THE PROBLEM: State how many lines in the records below contain the word "large", and give only that number.

DATASET ROWS:
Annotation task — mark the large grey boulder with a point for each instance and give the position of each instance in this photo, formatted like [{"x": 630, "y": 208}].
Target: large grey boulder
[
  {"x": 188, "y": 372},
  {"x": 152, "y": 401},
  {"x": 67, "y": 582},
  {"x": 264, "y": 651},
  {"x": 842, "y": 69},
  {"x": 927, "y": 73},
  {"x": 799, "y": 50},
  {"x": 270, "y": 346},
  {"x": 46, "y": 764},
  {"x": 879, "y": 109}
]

--

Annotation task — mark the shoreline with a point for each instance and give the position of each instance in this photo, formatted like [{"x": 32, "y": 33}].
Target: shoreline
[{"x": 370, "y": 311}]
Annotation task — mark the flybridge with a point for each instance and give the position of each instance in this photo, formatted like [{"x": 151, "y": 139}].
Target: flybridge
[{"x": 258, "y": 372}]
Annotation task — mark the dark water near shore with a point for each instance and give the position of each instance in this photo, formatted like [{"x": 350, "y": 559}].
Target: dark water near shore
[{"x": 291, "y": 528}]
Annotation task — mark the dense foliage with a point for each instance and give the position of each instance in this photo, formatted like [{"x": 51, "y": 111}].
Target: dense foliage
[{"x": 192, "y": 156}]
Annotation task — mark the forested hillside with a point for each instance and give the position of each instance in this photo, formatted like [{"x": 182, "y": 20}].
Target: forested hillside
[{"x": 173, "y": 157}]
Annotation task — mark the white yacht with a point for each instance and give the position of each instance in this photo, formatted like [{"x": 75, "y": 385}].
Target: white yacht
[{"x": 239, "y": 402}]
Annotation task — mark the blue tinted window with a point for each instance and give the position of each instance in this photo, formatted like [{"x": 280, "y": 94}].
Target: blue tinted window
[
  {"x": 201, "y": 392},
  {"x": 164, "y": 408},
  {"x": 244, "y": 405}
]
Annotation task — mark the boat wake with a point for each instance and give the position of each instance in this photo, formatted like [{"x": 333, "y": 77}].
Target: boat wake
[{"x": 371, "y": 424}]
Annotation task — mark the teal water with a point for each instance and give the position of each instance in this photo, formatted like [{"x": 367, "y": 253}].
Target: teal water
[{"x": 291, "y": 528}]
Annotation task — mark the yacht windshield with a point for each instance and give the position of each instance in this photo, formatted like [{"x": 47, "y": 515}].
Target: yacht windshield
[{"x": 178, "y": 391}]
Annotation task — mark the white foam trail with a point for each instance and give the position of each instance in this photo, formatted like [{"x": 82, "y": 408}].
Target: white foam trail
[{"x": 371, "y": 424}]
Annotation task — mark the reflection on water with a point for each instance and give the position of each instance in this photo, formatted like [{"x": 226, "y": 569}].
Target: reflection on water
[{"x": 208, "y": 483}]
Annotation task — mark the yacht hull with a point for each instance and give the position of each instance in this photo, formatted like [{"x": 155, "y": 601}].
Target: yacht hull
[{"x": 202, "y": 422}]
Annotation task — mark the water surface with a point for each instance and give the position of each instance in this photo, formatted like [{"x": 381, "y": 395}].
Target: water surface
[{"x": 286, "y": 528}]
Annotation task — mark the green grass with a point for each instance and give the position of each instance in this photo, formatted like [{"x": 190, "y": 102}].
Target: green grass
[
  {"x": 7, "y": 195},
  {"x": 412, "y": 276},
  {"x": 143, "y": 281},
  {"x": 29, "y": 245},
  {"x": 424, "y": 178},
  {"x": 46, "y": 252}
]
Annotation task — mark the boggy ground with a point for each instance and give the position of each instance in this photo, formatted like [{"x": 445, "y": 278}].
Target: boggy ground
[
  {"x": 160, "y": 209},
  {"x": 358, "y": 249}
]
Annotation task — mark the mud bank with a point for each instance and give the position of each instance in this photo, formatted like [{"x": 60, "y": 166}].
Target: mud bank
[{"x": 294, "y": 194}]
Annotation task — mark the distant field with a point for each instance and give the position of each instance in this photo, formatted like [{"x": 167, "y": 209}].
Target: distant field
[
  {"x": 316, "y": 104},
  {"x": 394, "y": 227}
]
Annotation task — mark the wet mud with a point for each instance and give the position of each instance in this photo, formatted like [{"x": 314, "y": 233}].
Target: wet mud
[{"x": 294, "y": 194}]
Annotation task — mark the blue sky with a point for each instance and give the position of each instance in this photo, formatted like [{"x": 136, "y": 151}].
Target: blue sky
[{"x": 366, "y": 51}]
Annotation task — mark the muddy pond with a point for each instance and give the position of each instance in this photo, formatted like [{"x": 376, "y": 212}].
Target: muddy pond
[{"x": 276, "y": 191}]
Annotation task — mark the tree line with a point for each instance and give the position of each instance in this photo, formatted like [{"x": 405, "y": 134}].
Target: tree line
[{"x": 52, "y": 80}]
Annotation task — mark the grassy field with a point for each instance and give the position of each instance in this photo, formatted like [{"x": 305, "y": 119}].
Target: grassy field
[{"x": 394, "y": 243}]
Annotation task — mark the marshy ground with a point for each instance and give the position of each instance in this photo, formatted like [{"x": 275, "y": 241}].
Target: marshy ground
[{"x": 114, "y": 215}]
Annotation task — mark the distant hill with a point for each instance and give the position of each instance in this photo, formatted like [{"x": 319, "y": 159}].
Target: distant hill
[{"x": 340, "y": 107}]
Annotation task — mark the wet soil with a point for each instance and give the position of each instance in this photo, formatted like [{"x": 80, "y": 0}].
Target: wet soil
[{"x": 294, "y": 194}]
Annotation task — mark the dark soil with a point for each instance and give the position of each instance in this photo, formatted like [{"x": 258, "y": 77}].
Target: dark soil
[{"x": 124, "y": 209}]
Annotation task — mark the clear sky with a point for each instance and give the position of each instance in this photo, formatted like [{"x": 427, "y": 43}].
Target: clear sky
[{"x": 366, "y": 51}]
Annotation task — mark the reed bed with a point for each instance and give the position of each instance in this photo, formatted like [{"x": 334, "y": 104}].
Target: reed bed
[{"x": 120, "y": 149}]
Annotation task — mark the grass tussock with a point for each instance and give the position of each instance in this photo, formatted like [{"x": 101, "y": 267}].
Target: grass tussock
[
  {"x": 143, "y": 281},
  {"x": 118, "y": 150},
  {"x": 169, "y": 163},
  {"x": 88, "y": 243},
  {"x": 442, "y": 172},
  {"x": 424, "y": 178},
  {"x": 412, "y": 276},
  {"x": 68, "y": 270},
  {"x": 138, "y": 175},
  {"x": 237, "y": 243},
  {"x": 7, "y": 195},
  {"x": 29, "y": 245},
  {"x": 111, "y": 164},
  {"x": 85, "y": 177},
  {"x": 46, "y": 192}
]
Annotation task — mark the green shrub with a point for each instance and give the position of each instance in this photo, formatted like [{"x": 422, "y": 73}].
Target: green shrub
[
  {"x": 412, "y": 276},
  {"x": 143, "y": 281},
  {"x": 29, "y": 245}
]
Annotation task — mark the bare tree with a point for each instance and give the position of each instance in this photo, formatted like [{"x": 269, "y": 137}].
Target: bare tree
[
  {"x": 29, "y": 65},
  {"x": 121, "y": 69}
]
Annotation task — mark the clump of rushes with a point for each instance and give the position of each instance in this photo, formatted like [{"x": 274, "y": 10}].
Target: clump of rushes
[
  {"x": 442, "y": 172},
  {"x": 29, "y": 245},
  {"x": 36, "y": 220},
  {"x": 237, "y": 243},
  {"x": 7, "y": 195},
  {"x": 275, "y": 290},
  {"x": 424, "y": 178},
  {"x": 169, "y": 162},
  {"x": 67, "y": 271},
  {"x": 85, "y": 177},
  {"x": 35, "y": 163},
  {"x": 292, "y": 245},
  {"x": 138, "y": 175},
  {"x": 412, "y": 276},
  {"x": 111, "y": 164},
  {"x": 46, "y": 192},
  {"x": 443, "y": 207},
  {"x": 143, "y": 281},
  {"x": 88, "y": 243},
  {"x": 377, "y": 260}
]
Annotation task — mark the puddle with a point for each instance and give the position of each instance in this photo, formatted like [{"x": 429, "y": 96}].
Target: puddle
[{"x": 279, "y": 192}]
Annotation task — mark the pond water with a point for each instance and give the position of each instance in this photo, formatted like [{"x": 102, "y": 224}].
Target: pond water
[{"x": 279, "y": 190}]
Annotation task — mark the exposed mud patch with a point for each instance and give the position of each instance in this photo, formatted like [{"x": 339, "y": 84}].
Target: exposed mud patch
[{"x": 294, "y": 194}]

...

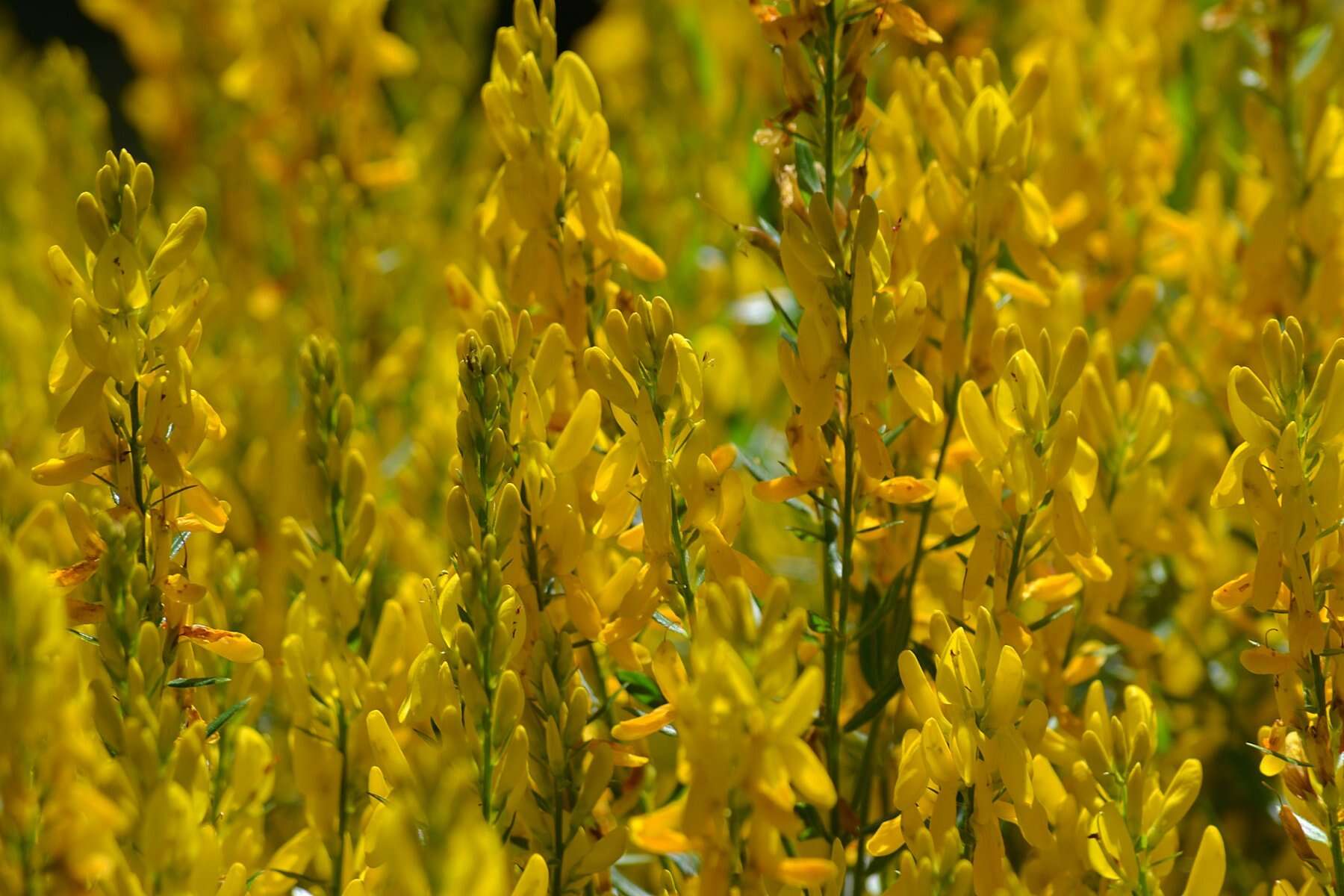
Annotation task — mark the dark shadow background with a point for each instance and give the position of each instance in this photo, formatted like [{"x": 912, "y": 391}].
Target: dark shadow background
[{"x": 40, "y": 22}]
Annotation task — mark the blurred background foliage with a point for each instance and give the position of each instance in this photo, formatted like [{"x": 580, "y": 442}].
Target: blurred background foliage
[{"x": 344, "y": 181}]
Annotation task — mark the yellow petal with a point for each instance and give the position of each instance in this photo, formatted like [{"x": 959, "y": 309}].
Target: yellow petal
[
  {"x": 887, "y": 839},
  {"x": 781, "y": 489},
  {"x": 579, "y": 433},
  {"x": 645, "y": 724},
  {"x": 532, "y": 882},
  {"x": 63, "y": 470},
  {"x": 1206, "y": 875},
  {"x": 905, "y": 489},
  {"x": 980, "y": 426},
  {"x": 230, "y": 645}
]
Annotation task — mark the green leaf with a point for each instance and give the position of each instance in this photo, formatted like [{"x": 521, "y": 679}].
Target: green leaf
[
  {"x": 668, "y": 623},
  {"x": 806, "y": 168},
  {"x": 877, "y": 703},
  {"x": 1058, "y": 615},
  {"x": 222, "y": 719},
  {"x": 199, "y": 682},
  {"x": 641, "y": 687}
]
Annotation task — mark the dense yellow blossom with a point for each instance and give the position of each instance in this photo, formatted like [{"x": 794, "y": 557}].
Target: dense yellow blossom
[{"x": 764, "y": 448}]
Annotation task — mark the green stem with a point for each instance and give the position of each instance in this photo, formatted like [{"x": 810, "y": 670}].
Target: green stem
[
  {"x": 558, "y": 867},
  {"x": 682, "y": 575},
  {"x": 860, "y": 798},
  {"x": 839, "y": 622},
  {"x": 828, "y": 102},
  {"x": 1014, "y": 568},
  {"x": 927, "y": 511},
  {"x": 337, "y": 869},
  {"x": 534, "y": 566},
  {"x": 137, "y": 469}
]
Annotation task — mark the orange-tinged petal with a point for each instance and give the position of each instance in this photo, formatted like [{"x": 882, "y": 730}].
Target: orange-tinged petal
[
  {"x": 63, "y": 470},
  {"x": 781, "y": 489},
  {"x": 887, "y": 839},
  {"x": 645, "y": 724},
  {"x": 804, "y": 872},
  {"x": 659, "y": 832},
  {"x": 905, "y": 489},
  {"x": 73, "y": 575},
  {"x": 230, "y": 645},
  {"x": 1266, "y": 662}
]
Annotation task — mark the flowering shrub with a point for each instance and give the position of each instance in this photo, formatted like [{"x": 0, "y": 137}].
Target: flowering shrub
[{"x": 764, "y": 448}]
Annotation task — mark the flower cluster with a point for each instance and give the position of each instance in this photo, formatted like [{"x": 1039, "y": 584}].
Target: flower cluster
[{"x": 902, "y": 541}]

ANSWER TO THE TASK: 2